— Begin Passage provided —

Talking Contemporary Art
This graduate seminar presents a survey of practices related to contemporary art and exhibition making. It is organized to provide valuable context, framework, and history for students studying fine art, curatorial practice, film, theory, and writing. Students engage with a recent critical discourse in contemporary art, representing a broad range of strategies for cultural production. Classes have visiting practitioners, area field trips, and student-led discussions with readings.
Professor: Christina Linden
Convenes: Wed, 8:30–11:30 am
CCA Enrollment: Talking Contemporary Art (CURPR-630)
Exhibition Form
This seminar takes up a series of case studies in order to consider the ways in which exhibitions make history and define creative fields. The course introduces students to a variety of formats for curating, including museum and gallery exhibitions, biennials, blogs, collection installations, performance, discursive events, curatorial texts, and catalogs. Readings, in-class lectures, discussions, and assignments encourage critical reflection on theme, thesis, juxtaposition, and association, as well as logistical, intellectual, and political aspects of making, viewing, and inserting work and ideas into the public realm.

— End Passage provided —

▸ Short exercise 1
In the course listing, who is the professor for Talking Contemporary Art?
▸ Short exercise 2
Reproduce word for word everything in the course listing from "Exhibition Form" down to "the public realm.".

— Begin Information shown —

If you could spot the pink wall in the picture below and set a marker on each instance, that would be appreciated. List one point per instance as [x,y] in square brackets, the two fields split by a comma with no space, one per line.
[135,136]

— End Information shown —

▸ Answer 1
Christina Linden

▸ Answer 2
Exhibition Form
This seminar takes up a series of case studies in order to consider the ways in which exhibitions make history and define creative fields. The course introduces students to a variety of formats for curating, including museum and gallery exhibitions, biennials, blogs, collection installations, performance, discursive events, curatorial texts, and catalogs. Readings, in-class lectures, discussions, and assignments encourage critical reflection on theme, thesis, juxtaposition, and association, as well as logistical, intellectual, and political aspects of making, viewing, and inserting work and ideas into the public realm.